**** TEXTE FOURNI

Au deuxième jour du procès de l’ancien garde des Sceaux, Jean-Jacques Urvoas, qui comparait devant la Cour de justice de la République (CJR) pour violation du secret, la question de l’indépendance du parquet et de la nature de la fonction du ministre de la justice s’est faite lancinante.

par Marine Babonneaule 26 septembre 2019

Nous sommes à quelques jours du second tour des présidentielles de 2017, à plusieurs semaines des élections législatives. Le garde des Sceaux demande à son cabinet de lui remettre une « FAP », une fiche d’action publique, sur le député Thierry Solère visé par une enquête préliminaire dans une affaire de fraude fiscale et trafic d’influence. Le ministre de la Justice en a le droit. Son cabinet transmet la requête à la direction des affaires criminelles et des grâces (DACG) qui descend l’information au parquet général concerné. Ce dernier obtient l’information du parquet, par le biais d’un rapport qui remonte la chaîne hiérarchique. À la DACG, on s’assure que le document ne révèle aucune pièce de procédure et surtout n’annonce aucune investigation à venir. Il devient alors officiellement une « FAP ». Le ministre la reçoit, par le biais de son cabinet, et en fait une captation d’image. Il envoie la photo au député concerné par l’enquête judiciaire.

C’est là que la machine juridique, politique et constitutionnelle coince. Les débats devant la Cour de justice de la République le démontrent avec évidence depuis deux jours.

D’un côté, les magistrats. Selon eux, il est évident que les informations issues d’une procédure en cours sont couvertes par le secret de l’enquête. Les procureurs, de la République et généraux, qui concourent à l’enquête sont soumis au secret. Le fait de transmettre ces éléments rend le destinataire – le dépositaire, selon l’article 226-13 du code pénal – tout aussi soumis au secret. « C’est la chaîne du secret », ont-ils fait valoir à la barre. À partir de là, le ministre, à la tête de la hiérarchie du ministère public, se doit de respecter le contrat. « Pour moi, toute la chaîne qui participe à cette remontée forme un tout indivisible, avec à sa tête le garde des Sceaux, soumis au secret. L’information reste secrète jusqu’au ministre compris », a dit hier l’actuel procureur de la Répubique Rémy Heitz, un temps directeur des affaires criminelles et des grâces. La veille, même son de cloche chez les autres magistrats interrogés. La loi pour eux, le code pénal aussi. Seule exception, s’accordent-ils à dire : la communication au chef de l’État ou au Premier ministre dans l’intérêt général de la Justice. Au-delà, « on créerait une telle brèche dans le système d’information qu’il en serait compromis ». Et si le chef de l’État communique à son tour ? Est-il lui aussi soumis au secret ?, interroge un juge-sénateur. « Il va de soi que les informations peuvent être mises en partage pour une finalité bien définie qu’est l’intérêt général, mais rien d’autre », tranche Rémy Heitz. Pour lui, c’est simple : « révéler des informations issues d’une procédure judiciaire en cours perturbe le cours d’une affaire », et ce d’autant plus si les éléments sont transmis au mis en cause. Dans le cas de l’affaire Urvoas-Solère, la procureure de la République a précisé, la veille, que la révélation de cette « fuite » avait accéléré certains actes d’investigation.

********

CONSIGNE A
Dans les enregistrements, modifiez les lignes qui commencent à celle contenant « Localize the thin » et se terminent à celle contenant « 382 428 677 578 », en remplaçant « thin » par « slender ». Ne touchez à rien d'autre et redonnez seulement ces lignes.
Le texte et les enregistrements sont des documents sans lien entre eux.

**** ENREGISTREMENTS FOURNIS

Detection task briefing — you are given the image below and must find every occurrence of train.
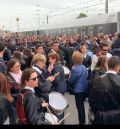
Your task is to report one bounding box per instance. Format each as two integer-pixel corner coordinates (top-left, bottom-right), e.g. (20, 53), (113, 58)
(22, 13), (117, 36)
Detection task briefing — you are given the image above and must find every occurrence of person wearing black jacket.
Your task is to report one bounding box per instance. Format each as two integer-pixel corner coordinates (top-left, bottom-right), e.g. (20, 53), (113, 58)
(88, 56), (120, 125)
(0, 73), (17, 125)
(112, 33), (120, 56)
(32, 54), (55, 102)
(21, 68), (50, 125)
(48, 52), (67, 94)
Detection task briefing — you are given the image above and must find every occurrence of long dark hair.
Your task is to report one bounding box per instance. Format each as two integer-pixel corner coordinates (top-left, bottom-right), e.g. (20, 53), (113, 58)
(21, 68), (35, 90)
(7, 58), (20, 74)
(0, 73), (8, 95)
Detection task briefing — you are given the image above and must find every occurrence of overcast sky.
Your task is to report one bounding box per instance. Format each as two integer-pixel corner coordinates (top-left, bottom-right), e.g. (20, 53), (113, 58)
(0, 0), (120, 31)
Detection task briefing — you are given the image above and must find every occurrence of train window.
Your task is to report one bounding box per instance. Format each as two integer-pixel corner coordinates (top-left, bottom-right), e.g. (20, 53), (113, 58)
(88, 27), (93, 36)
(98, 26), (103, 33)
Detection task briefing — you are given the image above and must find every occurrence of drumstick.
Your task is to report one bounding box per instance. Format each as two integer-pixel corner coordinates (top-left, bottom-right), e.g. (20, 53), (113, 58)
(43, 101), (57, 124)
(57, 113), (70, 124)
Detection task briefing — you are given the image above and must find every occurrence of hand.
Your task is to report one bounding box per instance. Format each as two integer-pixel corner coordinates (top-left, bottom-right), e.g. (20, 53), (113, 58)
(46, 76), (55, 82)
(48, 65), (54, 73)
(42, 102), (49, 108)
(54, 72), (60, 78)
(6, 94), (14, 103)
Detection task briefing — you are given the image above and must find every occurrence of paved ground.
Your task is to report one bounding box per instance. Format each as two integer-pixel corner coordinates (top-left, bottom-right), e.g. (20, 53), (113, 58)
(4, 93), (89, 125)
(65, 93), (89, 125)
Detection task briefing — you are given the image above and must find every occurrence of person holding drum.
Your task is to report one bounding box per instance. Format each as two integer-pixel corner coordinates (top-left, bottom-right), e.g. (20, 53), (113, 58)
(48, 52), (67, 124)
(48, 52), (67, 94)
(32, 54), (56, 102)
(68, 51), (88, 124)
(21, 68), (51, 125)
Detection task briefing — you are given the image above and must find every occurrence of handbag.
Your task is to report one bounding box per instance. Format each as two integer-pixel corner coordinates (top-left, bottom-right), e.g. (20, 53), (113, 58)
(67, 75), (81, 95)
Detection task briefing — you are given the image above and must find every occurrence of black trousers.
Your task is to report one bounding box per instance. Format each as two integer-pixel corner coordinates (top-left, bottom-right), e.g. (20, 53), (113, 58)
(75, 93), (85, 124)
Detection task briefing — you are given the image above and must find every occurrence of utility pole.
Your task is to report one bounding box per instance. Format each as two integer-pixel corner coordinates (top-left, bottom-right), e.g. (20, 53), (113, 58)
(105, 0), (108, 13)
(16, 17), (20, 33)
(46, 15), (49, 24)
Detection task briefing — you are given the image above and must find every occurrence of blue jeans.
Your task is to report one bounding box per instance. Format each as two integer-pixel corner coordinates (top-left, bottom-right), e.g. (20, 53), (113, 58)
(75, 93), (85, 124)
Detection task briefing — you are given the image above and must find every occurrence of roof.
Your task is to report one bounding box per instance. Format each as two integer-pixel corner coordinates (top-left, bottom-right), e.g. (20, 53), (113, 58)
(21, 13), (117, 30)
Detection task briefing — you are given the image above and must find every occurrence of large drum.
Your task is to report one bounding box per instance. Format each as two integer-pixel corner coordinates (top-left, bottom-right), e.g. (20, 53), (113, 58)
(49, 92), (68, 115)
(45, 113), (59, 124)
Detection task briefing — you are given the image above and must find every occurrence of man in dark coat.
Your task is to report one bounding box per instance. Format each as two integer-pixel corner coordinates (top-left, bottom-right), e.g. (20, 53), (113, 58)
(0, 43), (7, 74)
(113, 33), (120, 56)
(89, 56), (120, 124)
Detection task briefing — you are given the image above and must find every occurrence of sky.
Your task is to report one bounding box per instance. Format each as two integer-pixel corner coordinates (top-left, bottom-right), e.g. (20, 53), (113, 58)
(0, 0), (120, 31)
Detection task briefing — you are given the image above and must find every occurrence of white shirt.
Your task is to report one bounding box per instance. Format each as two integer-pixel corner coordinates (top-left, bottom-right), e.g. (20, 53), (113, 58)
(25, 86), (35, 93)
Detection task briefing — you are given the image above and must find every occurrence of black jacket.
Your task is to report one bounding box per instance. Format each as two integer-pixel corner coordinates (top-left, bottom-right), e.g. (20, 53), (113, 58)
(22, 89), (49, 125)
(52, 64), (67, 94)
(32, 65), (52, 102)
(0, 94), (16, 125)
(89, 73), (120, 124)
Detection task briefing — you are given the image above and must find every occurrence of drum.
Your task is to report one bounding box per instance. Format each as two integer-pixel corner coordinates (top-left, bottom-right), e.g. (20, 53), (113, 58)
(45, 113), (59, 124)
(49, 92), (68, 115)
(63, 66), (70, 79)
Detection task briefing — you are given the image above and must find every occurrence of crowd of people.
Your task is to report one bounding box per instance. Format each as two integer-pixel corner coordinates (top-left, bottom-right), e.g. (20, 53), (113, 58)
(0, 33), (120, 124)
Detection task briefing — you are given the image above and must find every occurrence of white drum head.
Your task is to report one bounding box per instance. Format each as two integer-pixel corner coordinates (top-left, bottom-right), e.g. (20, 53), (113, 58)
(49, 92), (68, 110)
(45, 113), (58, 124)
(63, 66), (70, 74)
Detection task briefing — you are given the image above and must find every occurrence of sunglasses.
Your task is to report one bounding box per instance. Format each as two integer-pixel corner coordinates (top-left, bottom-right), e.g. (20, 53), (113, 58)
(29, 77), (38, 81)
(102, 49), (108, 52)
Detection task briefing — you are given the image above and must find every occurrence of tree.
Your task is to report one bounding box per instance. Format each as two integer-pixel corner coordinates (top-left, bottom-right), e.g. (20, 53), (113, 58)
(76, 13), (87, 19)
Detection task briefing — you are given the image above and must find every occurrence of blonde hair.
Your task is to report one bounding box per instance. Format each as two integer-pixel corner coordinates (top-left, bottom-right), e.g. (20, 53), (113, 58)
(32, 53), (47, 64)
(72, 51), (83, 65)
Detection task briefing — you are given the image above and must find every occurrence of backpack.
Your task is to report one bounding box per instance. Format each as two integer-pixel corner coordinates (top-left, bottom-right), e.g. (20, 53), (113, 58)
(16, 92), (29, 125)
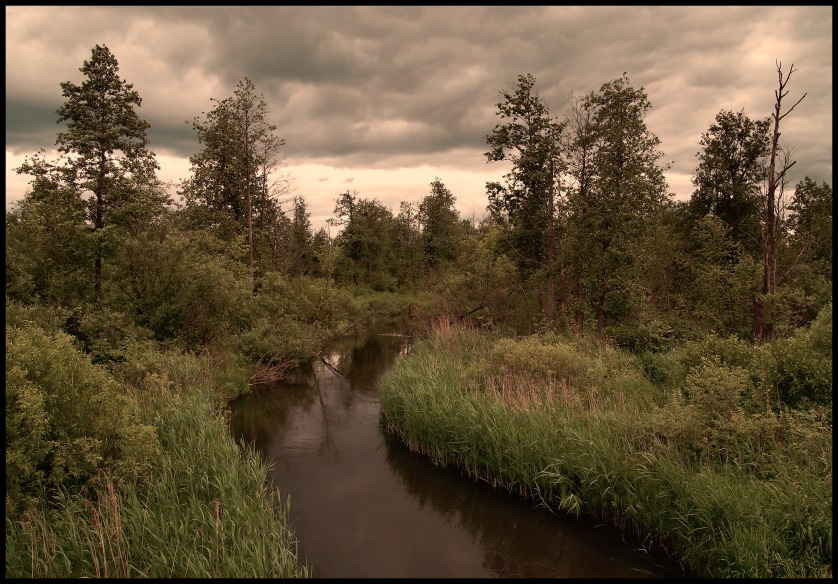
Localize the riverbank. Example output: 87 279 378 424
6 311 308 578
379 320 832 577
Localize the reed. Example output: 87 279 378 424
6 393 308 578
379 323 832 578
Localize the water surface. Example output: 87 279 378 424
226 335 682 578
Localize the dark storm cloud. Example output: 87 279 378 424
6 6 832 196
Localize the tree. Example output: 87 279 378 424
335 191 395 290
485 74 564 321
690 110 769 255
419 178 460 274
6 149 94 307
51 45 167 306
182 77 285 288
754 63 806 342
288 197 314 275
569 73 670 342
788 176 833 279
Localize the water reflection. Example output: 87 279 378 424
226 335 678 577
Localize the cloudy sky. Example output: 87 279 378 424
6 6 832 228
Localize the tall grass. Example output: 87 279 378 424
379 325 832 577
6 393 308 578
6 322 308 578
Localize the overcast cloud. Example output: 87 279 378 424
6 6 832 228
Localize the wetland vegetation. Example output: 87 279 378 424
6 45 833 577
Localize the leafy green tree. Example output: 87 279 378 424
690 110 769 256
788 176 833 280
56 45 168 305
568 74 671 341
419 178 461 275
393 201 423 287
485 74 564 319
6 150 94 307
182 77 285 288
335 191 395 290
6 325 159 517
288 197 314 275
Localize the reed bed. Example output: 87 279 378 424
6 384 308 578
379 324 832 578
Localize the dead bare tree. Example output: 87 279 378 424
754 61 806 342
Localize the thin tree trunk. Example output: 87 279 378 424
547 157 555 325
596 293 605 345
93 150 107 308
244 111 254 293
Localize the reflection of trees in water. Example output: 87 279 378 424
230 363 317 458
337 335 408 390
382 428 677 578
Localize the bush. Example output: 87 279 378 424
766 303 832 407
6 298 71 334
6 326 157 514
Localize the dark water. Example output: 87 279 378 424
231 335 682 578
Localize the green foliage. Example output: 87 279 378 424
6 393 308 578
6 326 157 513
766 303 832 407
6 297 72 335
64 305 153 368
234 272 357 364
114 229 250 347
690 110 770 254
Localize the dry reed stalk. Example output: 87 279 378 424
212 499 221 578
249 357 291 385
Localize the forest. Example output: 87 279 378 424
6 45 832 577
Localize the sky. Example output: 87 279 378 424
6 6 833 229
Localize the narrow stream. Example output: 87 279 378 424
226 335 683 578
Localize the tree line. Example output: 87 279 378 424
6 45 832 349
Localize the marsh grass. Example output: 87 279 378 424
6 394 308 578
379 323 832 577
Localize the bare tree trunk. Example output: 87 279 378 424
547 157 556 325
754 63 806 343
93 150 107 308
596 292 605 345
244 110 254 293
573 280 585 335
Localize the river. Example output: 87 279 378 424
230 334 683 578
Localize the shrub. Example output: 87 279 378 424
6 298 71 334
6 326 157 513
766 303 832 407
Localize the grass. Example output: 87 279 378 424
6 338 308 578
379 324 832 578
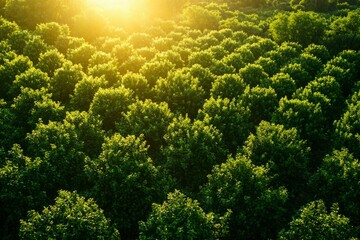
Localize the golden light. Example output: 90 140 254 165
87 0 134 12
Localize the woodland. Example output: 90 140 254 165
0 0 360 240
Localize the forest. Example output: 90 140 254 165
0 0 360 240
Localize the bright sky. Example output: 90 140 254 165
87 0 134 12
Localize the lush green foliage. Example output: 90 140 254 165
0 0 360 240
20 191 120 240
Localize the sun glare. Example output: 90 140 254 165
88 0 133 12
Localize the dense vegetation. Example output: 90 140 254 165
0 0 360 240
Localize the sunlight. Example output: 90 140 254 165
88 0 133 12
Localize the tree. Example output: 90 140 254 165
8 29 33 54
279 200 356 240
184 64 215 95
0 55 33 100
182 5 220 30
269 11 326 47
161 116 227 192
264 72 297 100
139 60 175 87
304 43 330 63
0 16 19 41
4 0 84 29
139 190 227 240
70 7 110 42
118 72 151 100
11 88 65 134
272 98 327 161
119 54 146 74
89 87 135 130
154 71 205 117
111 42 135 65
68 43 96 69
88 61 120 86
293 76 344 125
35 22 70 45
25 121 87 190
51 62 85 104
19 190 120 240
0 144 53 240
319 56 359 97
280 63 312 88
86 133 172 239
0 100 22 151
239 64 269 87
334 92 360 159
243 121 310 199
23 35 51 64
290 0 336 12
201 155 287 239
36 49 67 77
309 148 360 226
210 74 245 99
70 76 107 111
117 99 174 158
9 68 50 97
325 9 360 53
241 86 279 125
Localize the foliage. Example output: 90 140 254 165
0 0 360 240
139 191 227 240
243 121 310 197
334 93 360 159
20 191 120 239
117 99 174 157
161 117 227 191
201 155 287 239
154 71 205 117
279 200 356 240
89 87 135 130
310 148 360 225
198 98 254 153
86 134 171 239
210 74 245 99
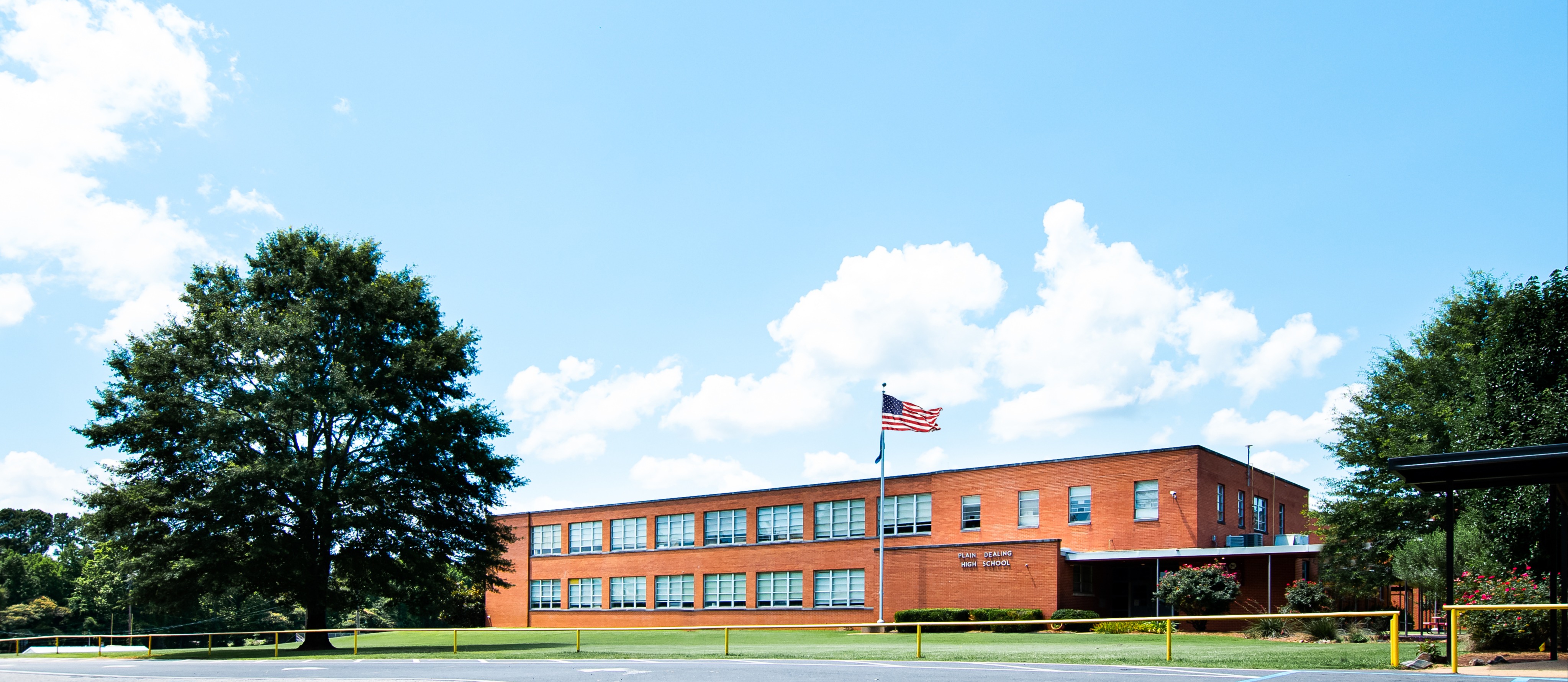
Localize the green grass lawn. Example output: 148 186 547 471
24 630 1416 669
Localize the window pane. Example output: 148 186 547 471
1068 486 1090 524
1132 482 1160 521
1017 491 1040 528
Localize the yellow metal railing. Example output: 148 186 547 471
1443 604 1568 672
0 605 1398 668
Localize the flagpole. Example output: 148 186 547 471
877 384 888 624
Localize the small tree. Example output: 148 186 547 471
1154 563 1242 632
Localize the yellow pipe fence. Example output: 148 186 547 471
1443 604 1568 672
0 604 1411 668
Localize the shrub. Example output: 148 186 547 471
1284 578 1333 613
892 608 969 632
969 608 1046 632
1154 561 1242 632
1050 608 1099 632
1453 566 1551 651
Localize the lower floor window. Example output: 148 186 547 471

********

CONSIGNE B
D'après le texte sur le procès de Jean-Jacques Urvoas, à qui le ministre a-t-il envoyé la photo de la fiche d'action publique ?

RÉPONSE RÉDIGÉE A
Localize the slender tree trunk. Example output: 87 279 378 424
547 157 555 325
596 293 605 345
93 150 107 308
244 111 254 293
Localize the reflection of trees in water. Example output: 87 279 378 424
230 363 317 458
337 335 408 390
382 428 677 578

RÉPONSE RÉDIGÉE B
Au député Thierry Solère, visé par l'enquête judiciaire.